---- Material for this task

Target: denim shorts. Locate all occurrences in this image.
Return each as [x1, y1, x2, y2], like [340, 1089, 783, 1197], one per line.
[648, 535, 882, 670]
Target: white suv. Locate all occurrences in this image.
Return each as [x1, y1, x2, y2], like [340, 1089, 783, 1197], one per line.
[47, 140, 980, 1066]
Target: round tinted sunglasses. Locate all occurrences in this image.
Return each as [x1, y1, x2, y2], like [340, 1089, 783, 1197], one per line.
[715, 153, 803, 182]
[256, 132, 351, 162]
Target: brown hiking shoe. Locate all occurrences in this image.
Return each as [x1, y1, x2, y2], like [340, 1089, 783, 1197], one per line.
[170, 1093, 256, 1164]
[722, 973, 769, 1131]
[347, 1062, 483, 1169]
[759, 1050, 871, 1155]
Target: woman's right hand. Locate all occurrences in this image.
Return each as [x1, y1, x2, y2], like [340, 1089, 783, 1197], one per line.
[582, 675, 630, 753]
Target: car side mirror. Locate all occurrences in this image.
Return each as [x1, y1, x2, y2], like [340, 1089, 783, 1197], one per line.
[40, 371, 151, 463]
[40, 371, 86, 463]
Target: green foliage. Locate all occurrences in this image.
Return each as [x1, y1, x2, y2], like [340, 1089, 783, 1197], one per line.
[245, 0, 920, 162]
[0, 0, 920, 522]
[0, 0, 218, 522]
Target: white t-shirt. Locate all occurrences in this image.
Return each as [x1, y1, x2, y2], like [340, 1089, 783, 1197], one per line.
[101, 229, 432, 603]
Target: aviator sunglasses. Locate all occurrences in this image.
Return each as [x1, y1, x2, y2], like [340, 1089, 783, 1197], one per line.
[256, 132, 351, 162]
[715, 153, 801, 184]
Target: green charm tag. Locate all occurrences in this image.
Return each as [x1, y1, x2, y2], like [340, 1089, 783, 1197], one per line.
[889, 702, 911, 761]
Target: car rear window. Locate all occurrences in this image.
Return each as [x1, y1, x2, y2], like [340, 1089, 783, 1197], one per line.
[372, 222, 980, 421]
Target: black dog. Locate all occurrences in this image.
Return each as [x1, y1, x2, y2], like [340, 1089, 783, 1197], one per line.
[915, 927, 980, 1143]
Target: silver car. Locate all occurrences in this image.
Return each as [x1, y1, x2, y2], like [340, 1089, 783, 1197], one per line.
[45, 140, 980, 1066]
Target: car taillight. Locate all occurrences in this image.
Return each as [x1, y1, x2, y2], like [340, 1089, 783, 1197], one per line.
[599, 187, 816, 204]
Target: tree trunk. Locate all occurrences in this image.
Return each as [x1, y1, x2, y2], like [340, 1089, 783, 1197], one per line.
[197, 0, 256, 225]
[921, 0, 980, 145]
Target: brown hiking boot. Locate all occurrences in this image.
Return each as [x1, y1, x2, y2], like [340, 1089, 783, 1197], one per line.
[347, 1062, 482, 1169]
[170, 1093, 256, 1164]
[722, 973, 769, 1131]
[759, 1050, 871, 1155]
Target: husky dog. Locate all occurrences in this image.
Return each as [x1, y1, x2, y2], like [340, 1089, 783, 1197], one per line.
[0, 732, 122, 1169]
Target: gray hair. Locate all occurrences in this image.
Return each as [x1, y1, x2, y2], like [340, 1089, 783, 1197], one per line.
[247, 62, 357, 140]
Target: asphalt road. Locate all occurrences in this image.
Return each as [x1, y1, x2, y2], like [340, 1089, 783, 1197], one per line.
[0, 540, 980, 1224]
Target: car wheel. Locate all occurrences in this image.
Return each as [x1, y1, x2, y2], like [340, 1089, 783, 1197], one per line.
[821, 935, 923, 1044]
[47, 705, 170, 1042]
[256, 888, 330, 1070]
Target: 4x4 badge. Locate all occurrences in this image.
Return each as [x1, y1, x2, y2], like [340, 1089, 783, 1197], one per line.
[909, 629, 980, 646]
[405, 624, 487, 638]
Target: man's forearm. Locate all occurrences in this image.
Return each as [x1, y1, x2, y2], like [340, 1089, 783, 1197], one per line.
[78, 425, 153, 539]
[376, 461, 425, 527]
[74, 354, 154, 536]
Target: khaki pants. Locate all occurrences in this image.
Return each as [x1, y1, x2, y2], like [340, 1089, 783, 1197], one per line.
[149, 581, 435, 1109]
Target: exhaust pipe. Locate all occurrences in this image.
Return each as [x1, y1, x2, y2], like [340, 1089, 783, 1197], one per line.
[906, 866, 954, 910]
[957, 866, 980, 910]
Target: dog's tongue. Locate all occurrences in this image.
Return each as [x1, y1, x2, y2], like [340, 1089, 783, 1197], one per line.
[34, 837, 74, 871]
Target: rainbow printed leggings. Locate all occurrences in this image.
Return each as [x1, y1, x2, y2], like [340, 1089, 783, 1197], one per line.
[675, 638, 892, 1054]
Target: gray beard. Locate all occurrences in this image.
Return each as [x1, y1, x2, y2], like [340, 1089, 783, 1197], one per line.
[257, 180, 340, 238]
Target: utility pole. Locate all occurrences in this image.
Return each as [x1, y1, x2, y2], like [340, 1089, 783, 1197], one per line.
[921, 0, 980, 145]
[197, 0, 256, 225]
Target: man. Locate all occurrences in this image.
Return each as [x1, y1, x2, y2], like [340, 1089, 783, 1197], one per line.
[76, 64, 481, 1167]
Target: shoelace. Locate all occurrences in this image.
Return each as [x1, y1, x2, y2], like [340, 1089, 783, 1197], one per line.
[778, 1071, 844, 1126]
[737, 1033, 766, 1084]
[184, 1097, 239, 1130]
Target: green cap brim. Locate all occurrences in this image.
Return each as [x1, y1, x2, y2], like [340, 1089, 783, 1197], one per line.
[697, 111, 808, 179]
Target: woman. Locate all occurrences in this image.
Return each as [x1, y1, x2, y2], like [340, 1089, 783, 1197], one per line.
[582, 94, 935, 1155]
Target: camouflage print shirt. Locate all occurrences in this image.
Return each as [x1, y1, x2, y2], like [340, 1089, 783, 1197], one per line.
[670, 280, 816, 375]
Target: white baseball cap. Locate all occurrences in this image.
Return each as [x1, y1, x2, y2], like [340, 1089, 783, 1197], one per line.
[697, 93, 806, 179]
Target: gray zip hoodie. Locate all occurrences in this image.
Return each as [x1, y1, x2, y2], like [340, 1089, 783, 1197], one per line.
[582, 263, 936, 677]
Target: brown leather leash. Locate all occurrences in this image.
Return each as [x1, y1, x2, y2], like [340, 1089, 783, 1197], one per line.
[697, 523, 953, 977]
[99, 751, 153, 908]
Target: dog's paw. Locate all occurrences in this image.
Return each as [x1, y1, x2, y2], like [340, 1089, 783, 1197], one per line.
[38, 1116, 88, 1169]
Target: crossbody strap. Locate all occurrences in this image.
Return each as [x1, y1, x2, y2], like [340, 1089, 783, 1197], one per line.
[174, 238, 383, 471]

--------

### Task details
Return all of the records above word for word, keeping every line unchanged and in its original order.

### Finished task
Target: denim shorts. Locate all occurrences in this image.
Return each as [x1, y1, x2, y2], like [340, 1089, 783, 1197], one per line.
[648, 535, 882, 670]
Target: white suv. Locate all occurrences in this image.
Return each as [x1, y1, x2, y2], like [340, 1089, 783, 1197], one per line.
[47, 140, 980, 1066]
Target: round tinted sunglasses. Locate all occurrences in this image.
Return each as [x1, y1, x2, y2], like [340, 1089, 783, 1197], one per line.
[715, 153, 803, 182]
[256, 132, 351, 162]
Target: brown hiking shoe. Locate all occurrences in this image.
Return each as [x1, y1, x2, y2], like [340, 1089, 783, 1197], one per line.
[170, 1093, 256, 1164]
[722, 973, 769, 1131]
[347, 1062, 483, 1169]
[759, 1050, 871, 1155]
Target: woman's right hand. Locate all occurrences in this image.
Return each as [x1, y1, x2, y2], like [340, 1089, 783, 1197], one per line.
[582, 675, 630, 753]
Target: car side mirror. Locate all occurrences in this image.
Return each as [x1, y1, x2, y2], like [340, 1089, 783, 1197], one per line.
[40, 371, 151, 463]
[40, 371, 86, 463]
Target: green foliage. Locate all occurrences in this image.
Return each as [x1, y1, x2, y2], like [340, 1089, 783, 1197], one per line.
[245, 0, 920, 162]
[0, 0, 920, 522]
[0, 0, 218, 522]
Target: white t-shirt. Locate all occurrences in this image.
Return each as [x1, y1, x2, y2], like [340, 1089, 783, 1197], one per line.
[101, 229, 432, 603]
Target: aviator sunglasses. Locate all occurrences in this image.
Return each as [x1, y1, x2, y2], like [340, 1089, 783, 1197], one per line.
[256, 132, 351, 162]
[715, 153, 801, 184]
Target: green charm tag. Locate all occurrences in this image.
Return each as [x1, y1, x2, y2], like [340, 1089, 783, 1197], one per line.
[889, 702, 911, 761]
Target: car rear window. Locate all occurrences in this image.
Return each as [x1, y1, x2, y2], like [340, 1089, 783, 1197], one per line.
[372, 222, 980, 421]
Target: black dog. Locate all occurrences in this image.
Return each as [x1, y1, x2, y2], like [340, 1089, 783, 1197], one per line.
[915, 927, 980, 1143]
Target: silver car. Locate all occurrences in this image.
Return each as [x1, y1, x2, y2], like [340, 1089, 783, 1197], one per line.
[45, 140, 980, 1066]
Target: car taillight. Locate all occurrences in this image.
Return each as [x1, y1, x2, y2], like [340, 1089, 783, 1197], one per line.
[599, 187, 816, 204]
Target: tree trunk. Locate all occurrences in this image.
Return each as [x1, y1, x2, y2], like [340, 1089, 783, 1197], one per line.
[197, 0, 256, 225]
[921, 0, 980, 145]
Target: brown hiking boot. Locate all occurrences in this image.
Return each as [x1, y1, x2, y2], like [340, 1089, 783, 1197], one per line.
[347, 1062, 482, 1169]
[170, 1093, 256, 1164]
[722, 973, 769, 1131]
[759, 1050, 871, 1155]
Target: husky dog. Locate all occurrences in this image.
Return each as [x1, y1, x2, y2], like [340, 1089, 783, 1197], one per line.
[0, 732, 122, 1169]
Target: gray hair. Locate all occurrences in this image.
Return each as [x1, y1, x2, y2], like [340, 1089, 783, 1197], one per line.
[247, 62, 357, 140]
Target: asphalt road. Locate all occurrences in this image.
Return each as [x1, y1, x2, y2], like [340, 1089, 783, 1197], one per line.
[0, 540, 980, 1224]
Target: car wheel. Locate all occurrences in this image.
Return each as [x1, y1, x2, y2], like [340, 1089, 783, 1197], one per line.
[821, 935, 923, 1044]
[47, 705, 170, 1042]
[256, 888, 330, 1070]
Target: 4x4 badge. Locate all occurrences in this image.
Return each as [x1, y1, x2, y2], like [340, 1089, 783, 1197], one per line.
[909, 629, 980, 646]
[405, 624, 487, 638]
Target: man's forearm. Locate all occurrences in this image.
Return each as [x1, y1, x2, y2], like [340, 1089, 783, 1197], one per line.
[78, 425, 153, 539]
[376, 461, 425, 527]
[74, 354, 154, 536]
Target: khaki pants. Locate all occurrences in this image.
Return each as [x1, y1, x2, y2], like [340, 1089, 783, 1197], one per line.
[149, 581, 435, 1109]
Target: exhaust pipe. Locate all occurrences in this image.
Return each as [x1, y1, x2, y2], like [340, 1089, 783, 1197], one per line.
[906, 866, 954, 910]
[957, 866, 980, 910]
Target: dog's tongue. Locate all occurrences in this image.
Return each as [x1, y1, x2, y2], like [340, 1089, 783, 1197], one per line.
[34, 837, 74, 871]
Target: rainbow printed leggings. Locate all occurrences in this image.
Return each as [x1, y1, x2, y2], like [340, 1089, 783, 1197], one per line.
[675, 638, 892, 1054]
Target: gray beard. Locate all occurrences in this image.
Return each as [x1, y1, x2, y2], like [340, 1089, 783, 1197], one per line.
[257, 180, 340, 238]
Target: utility pole. Locate all occurrences in this image.
Return each as [x1, y1, x2, y2], like [340, 1089, 783, 1197], one per line.
[921, 0, 980, 145]
[197, 0, 256, 225]
Target: man. Locate all occurrences in this image.
Return each as [x1, y1, x2, y2], like [340, 1089, 783, 1197], one per line.
[76, 64, 481, 1167]
Target: shoelace. Locate all occurrences in this image.
Return each as [x1, y1, x2, y2], like [340, 1089, 783, 1197], one per line.
[778, 1071, 844, 1126]
[737, 1033, 766, 1084]
[184, 1097, 239, 1130]
Target: green cap brim. Locate all occurrences in this image.
Return each as [x1, y1, x2, y2], like [340, 1089, 783, 1197], one per line.
[697, 111, 808, 179]
Target: woman. Locate all occurrences in this image.
Return each as [x1, y1, x2, y2], like [340, 1089, 783, 1197], one per line.
[582, 94, 935, 1155]
Target: camouflage print shirt. Locate all occurrences in this image.
Return each as [x1, y1, x2, y2], like [340, 1089, 783, 1197], one per line.
[670, 280, 816, 375]
Target: white baseball cap. Locate all occurrences in this image.
Return each as [x1, y1, x2, y2], like [340, 1089, 783, 1197], one per line.
[697, 93, 806, 179]
Target: gray zip hoodie. Locate all occurrences in this image.
Return each as [x1, y1, x2, y2], like [340, 1089, 783, 1197], one per line.
[582, 263, 936, 677]
Target: brown leather leash. Locate all occurrences in this image.
Return each as [x1, y1, x2, y2], like [340, 1089, 783, 1197], one per line.
[697, 523, 953, 977]
[99, 751, 153, 908]
Target: dog's paw. Locate all occurrences in this image.
Return each as [x1, y1, x2, y2], like [340, 1089, 783, 1197], one per line.
[38, 1116, 88, 1169]
Target: crossbody strap. Locate all occurrences in this image.
Return each as [x1, y1, x2, y2], like [340, 1089, 783, 1197], one per line.
[174, 238, 383, 471]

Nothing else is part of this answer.